The task: Can you gather every line of the material that contains the string "target"? Case counts.
* BEGIN Supplied data *
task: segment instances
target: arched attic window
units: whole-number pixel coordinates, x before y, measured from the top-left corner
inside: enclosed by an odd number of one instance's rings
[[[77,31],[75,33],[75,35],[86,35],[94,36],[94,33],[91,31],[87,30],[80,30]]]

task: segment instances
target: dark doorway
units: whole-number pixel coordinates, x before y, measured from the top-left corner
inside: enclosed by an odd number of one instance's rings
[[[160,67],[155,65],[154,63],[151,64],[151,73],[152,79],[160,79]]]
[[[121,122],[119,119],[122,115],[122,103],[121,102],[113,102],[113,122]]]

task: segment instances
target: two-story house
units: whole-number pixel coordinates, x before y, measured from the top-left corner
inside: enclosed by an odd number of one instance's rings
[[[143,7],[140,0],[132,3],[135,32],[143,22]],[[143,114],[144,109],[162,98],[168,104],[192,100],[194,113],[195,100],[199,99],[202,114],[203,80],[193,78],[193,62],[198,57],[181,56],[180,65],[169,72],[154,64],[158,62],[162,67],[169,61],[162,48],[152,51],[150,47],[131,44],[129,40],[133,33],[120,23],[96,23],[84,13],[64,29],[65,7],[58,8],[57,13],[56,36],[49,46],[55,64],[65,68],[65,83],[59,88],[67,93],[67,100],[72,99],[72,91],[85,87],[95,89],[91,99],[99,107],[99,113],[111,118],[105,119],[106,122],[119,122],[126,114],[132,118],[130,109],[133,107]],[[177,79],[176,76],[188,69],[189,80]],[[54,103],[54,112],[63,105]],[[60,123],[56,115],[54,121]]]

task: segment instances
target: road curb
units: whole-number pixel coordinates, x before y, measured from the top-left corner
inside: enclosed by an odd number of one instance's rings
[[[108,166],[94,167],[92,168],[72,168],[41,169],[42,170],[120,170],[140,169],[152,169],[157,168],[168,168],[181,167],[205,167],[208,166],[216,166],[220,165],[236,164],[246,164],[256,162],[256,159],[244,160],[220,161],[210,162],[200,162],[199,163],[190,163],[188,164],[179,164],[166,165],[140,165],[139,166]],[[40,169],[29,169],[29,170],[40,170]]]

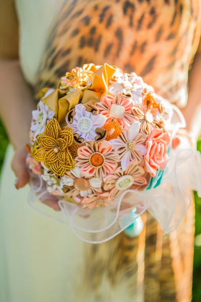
* END Supplied data *
Task answer:
target: arched attic window
target: dark doorway
target: two-story house
target: road curb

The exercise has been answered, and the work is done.